My theory on larger organizations having this issue is that there's quite a lot of bloat and a lot of fear that if you're not doing anything, you will be restructured. Personally, I don't blame the teams who act and behave in this way - I would hold the senior leadership responsible for fixing the culture. Unfortunately, most are focused on business results as opposed to fixing softer things like culture. Someone needs to make it such that visibility and accountability are just irrelevant - everyone is in it together, succeed together and fail together.

What's been your experience?

PS. Just noticed you're in data science? Funny coincidence that I am as well.

>My theory on larger organizations having this issue is that there's quite a lot of bloat and a lot of fear that if you're not doing anything, you will be restructured. Personally, I don't blame the teams who act and behave in this way - I would hold the senior leadership responsible for fixing the culture. Unfortunately, most are focused on business results as opposed to fixing softer things like culture. Someone needs to make it such that visibility and accountability are just irrelevant - everyone is in it together, succeed together and fail together.

▶ Entries:
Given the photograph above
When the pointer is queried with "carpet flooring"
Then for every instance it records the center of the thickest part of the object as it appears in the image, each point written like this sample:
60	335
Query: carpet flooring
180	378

▶ The request:
Continue the post about workplace culture in large organizations from where it stops. The items come from a different source than the text.

▶ Solved problem:
Everything you've said matches what I've seen. For the most part I don't blame the teams either, especially teams like Data Engineering/Database who get blamed for everything even though they are downstream of a lot of data providers.

>PS. Just noticed you're in data science? Funny coincidence that I am as well.

One small benefit (or curse, depends on how you look at it) being in a Data Science role is that I get visibility into a lot of the business stuff (e.g. corporate strategy) that Engineering groups (in the Engineering Org) can be isolated from. It's an interesting (also, sometimes seemingly insane) space to be in right now.